OBJETIVO 1:
Informe o número de linhas das entradas que contêm a palavra "sleeve", levando em conta maiúsculas e minúsculas. Responda somente com esse número.

DOCUMENTO:

· · · · ·

Há um infinito número de exemplos desta dialética na história. Desta forma nasceu o cristianismo, como o diz o teólogo argentino Ruben Dri, como “o movimento de Jesus”, expressão religiosa de protesto social, perigosa para o império romano e reprimida por este último. Transformou-se por sua inserção na sociedade romana em uma instituição eclesiástica, seguindo o modelo da organização política, centralizada, vertical e frequentemente aliada com os poderes de opressão. O peso institucional não matou o espírito, mas introduziu uma contradição permanente. O Concílio Vaticano II constituiu um esforço de restabelecer o predomínio dos valores da mensagem evangélica sobre o caráter institucional, mas nos anos seguintes, ele foi bastante recuperado por uma corrente de restauração. Outro exemplo é o caso de muitos sindicatos operários e partidos de esquerda. Foram iniciativas dos trabalhadores em luta que com o tempo transformaram-se em burocracias que definiam suas tarefas em termos somente defensivos, quer dizer em função da agenda do adversário e não do projeto de transformação radical do sistema. No caso particular dos partidos políticos, é a lógica eleitoral que prepondera sobre o objetivo original e que define as práticas, o que significa uma lógica de reprodução e não uma perspectiva de mudança profunda revolucionária. Isso não impede a presença de muitos militantes autênticos nestas organizações, mas significa que estão encerrados em uma lógica que os ultrapassa. 

Entretanto, a realidade social não está predeterminada e pode-se atuar sobre os processos coletivos. Para que os movimentos sociais estejam em posição de construir o novo sujeito social há duas condições preliminares. Em primeiro lugar, ter a capacidade de uma crítica interna com o fim de institucionalizar as mudanças e assegurar uma referência permanente aos objetivos. Em segundo lugar, captar os desafios da globalização, que por sua vez são gerais e específicos ao campo de cada movimento: operário, camponês, de mulheres, populares, de povos nativos, de juventude, e em breve de todos os que são vítimas do neoliberalismo globalizado.

· · · · ·

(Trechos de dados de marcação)
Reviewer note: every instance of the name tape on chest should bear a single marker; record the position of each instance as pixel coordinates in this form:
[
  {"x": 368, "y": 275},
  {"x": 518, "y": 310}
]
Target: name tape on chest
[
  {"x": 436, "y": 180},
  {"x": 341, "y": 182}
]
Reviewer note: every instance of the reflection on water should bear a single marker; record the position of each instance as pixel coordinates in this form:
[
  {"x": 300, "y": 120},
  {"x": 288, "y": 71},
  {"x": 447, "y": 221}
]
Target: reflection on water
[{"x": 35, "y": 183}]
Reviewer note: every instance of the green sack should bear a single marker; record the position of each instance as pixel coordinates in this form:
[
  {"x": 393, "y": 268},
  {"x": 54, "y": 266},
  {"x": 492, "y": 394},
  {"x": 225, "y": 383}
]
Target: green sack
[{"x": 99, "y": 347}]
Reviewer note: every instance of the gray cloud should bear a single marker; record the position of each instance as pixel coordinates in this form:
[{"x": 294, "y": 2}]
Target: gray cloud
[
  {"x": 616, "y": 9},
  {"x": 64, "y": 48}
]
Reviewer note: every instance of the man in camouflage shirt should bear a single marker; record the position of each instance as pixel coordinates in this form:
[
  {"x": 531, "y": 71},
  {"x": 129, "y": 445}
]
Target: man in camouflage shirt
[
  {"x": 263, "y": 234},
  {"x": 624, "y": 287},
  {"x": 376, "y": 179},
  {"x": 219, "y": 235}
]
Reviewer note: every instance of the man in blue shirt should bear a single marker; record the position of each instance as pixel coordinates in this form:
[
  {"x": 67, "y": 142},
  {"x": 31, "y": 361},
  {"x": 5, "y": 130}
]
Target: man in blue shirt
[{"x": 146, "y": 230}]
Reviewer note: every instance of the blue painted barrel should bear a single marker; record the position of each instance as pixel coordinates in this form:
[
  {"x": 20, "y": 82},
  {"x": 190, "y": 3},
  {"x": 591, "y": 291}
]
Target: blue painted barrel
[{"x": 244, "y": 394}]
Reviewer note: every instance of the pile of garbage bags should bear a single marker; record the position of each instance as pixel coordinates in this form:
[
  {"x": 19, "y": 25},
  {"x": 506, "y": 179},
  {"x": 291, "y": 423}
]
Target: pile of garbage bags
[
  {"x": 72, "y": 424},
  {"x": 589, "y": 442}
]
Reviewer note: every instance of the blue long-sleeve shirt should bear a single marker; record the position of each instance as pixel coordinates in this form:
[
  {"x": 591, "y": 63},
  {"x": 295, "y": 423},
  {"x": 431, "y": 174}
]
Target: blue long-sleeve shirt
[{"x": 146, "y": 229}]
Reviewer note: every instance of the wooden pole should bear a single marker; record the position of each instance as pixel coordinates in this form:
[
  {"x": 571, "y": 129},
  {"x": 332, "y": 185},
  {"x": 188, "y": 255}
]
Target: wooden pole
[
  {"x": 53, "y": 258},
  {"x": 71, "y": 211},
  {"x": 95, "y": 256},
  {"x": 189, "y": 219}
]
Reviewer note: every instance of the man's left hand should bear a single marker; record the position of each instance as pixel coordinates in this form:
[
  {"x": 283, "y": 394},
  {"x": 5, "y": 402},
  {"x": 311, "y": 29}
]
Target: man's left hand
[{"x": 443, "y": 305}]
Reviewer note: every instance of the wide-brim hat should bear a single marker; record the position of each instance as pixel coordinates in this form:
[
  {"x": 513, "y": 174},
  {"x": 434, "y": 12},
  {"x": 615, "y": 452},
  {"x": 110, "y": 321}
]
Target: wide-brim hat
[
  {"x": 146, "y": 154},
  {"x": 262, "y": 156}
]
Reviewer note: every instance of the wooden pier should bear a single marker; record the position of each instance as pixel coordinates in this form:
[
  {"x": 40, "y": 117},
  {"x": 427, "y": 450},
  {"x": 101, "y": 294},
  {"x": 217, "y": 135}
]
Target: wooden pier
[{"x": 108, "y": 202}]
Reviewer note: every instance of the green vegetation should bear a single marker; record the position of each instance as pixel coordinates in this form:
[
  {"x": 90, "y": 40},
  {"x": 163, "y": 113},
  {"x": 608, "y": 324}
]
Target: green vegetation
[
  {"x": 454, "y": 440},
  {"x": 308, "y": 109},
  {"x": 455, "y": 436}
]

· · · · ·

OBJETIVO 2:
Por favor, dê continuidade ao texto sobre os movimentos sociais a partir do ponto em que ele termina.

RESULTADO 1:
2

RESULTADO 2:
Concorrem também outras exigências. Os movimentos sociais que se definem como a sociedade civil têm que precisar que se trata da sociedade civil de abaixo, recuperando assim o conceito do Antonio Gramsci que a considera como o lugar das lutas sociais. Isso permite evitar cair na armadilha da ofensiva semântica dos grupos dominantes, como o Banco Mundial, para os quais ampliar o espaço da sociedade civil significa restringir o lugar do Estado, ou também na ingenuidade de muitas ONGs para as quais a sociedade civil é o conjunto de todos os que querem o bem da humanidade. No plano global, a sociedade civil de cima se reúne em Davos e a sociedade civil de baixo em Porto Alegre.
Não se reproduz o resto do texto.